[Given data start]

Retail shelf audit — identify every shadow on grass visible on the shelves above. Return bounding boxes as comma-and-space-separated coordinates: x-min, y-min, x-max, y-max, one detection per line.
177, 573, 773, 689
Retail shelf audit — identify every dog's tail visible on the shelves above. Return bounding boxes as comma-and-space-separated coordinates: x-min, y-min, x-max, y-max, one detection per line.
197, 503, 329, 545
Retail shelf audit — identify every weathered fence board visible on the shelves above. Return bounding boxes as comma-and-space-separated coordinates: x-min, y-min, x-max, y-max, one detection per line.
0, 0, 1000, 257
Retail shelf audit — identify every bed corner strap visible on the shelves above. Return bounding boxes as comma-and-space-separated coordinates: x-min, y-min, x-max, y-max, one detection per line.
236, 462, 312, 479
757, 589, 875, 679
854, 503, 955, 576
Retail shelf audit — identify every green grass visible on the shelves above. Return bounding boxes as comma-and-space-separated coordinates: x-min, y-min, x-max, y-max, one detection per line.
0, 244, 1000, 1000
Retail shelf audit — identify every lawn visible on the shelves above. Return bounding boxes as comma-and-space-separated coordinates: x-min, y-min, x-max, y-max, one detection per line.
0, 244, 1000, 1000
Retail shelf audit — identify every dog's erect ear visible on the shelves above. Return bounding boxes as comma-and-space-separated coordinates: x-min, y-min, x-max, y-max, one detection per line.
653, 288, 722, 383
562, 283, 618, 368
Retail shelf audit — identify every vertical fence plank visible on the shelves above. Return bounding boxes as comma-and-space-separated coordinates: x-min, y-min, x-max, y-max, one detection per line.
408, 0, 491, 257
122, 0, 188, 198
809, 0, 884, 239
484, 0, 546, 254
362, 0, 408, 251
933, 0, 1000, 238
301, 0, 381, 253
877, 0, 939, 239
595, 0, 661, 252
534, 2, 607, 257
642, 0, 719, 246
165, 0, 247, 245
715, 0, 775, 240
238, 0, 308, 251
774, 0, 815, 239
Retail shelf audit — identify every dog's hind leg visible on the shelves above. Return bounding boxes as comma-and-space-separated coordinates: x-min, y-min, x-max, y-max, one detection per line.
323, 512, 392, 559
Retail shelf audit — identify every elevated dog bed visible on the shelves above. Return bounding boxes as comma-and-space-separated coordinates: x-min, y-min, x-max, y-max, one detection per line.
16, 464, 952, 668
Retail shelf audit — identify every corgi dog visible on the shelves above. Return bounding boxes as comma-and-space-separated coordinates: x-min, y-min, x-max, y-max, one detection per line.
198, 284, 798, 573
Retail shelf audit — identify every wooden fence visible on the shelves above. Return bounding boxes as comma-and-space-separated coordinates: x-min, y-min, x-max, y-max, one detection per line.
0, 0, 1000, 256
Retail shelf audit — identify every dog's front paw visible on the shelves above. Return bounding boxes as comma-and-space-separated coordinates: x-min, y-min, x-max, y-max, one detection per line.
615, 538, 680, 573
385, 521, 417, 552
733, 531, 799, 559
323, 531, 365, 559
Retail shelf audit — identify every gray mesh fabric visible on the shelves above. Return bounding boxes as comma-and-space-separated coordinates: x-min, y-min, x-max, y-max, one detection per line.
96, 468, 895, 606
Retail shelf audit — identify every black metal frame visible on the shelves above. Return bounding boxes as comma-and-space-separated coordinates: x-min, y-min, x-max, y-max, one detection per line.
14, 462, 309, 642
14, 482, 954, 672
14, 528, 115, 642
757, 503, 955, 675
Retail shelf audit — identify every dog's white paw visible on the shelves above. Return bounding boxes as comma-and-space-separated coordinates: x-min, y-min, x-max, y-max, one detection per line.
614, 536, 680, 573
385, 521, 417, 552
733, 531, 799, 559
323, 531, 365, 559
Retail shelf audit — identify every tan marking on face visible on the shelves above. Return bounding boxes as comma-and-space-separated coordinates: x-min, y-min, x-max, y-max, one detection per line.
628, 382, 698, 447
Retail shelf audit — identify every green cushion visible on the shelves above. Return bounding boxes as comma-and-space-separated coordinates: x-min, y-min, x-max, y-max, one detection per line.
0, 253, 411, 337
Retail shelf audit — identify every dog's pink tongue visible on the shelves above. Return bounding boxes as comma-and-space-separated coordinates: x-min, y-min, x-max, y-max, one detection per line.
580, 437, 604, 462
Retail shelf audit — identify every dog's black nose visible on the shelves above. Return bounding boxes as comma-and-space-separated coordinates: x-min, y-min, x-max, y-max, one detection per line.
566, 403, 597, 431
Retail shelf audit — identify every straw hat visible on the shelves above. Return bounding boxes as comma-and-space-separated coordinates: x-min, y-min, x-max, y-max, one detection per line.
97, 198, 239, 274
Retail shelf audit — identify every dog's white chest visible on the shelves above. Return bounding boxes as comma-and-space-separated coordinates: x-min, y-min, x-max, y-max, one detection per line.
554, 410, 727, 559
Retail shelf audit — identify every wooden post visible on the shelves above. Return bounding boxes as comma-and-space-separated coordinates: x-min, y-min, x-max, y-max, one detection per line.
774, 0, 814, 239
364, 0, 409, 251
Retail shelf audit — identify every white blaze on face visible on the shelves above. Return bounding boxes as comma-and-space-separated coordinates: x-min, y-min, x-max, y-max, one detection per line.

[Given data end]
[Given data start]

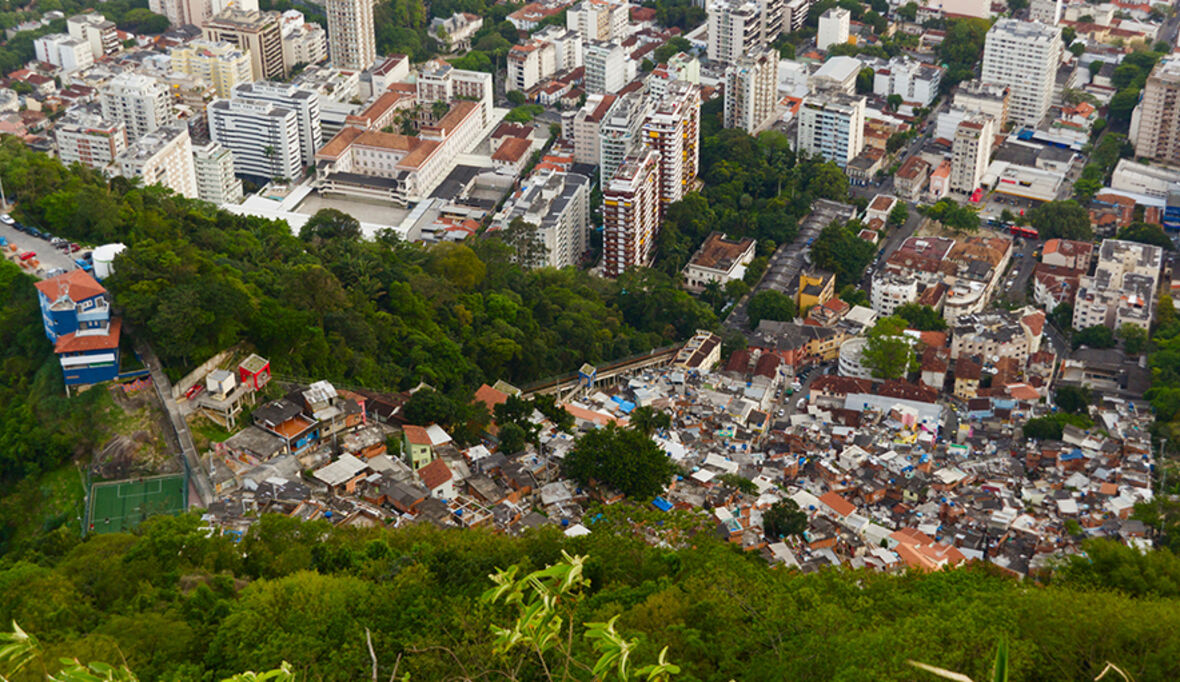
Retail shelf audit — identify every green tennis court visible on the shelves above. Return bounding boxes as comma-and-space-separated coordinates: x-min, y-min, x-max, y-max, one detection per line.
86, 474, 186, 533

[Given data end]

▶ **What this task involves**
Could you write out the part that opens with the line containing "Retail shelf audit — identify every green cushion" and closes with the line containing "566, 403, 597, 431", replacing "identify" with "locate" throughout and changing nothing else?

▶ **Answer in full**
Retail shelf audit — locate every green cushion visible on the shelves above. Return bounding boxes as comma-and-space-separated coordinates: x-min, y-min, x-max, y-max, one detection per line.
0, 253, 411, 337
Retail shelf audit — locate every dog's pink tongue visible on the shelves above. Return bounding boxes as comma-and-space-separated coordinates: x-min, y-min, x-max, y-max, one detection per line.
580, 437, 604, 462
Retail shelf audit — locate every dog's black nose visible on the shelves above. Return bounding boxes as comma-and-space-separated coordinates: x-min, y-min, x-max, y-max, one detection per line.
566, 403, 597, 431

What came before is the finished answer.